## Aim of the exercise
Print the items word for word, starting at the line that contains "like [835, 598]." and ending at the final line of the items, with both of those lines included.

## Material supplied
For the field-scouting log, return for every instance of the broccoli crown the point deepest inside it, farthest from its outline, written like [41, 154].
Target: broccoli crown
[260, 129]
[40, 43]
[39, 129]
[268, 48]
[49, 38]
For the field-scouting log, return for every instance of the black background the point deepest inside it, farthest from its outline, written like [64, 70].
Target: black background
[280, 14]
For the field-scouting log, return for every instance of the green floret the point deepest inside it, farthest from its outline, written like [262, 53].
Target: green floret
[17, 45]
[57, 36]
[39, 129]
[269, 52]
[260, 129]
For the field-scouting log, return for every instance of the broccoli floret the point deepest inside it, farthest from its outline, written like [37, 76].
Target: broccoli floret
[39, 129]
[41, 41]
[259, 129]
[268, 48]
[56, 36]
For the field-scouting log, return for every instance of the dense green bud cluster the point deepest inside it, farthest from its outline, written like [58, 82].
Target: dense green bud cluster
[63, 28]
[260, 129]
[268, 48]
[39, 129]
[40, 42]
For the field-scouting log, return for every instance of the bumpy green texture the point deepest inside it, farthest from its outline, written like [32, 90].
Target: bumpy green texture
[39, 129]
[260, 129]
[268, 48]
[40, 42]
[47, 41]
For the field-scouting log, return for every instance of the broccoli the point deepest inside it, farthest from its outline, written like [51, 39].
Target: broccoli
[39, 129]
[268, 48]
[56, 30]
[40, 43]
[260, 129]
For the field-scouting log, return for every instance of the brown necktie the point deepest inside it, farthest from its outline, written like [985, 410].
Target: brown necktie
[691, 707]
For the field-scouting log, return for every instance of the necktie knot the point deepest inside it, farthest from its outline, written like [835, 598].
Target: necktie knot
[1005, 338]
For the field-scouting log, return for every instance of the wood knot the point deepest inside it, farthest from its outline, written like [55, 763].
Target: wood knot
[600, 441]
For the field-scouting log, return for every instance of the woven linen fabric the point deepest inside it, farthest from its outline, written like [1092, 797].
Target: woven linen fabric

## Complete output
For the field-scouting log, return for every instance of the necktie knot the point deepest inside it, farthest from its outline, written like [835, 598].
Target: necktie knot
[1005, 338]
For the field-scouting log, return for every instance of the wood knot the point deepest inside it, farthest from its outline, written like [55, 763].
Target: wood knot
[600, 441]
For the field-scouting log, return for every instance of the woven linen fabric the point deepest inside it, farthest from its outline, written like [1092, 797].
Target: woven linen fabric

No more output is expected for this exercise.